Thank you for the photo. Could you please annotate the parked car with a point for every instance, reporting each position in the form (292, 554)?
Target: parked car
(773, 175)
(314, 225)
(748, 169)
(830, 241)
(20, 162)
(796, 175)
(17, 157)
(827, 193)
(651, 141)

====================

Short task » Pull every line out of the listing above and reproduce each one unchanged, in its original order.

Full output »
Thank you for the photo. Could you please annotate the parked car with a point for every instance, reporting each position in the form (292, 554)?
Target: parked car
(773, 175)
(314, 225)
(748, 169)
(830, 241)
(20, 162)
(796, 175)
(17, 157)
(827, 193)
(651, 141)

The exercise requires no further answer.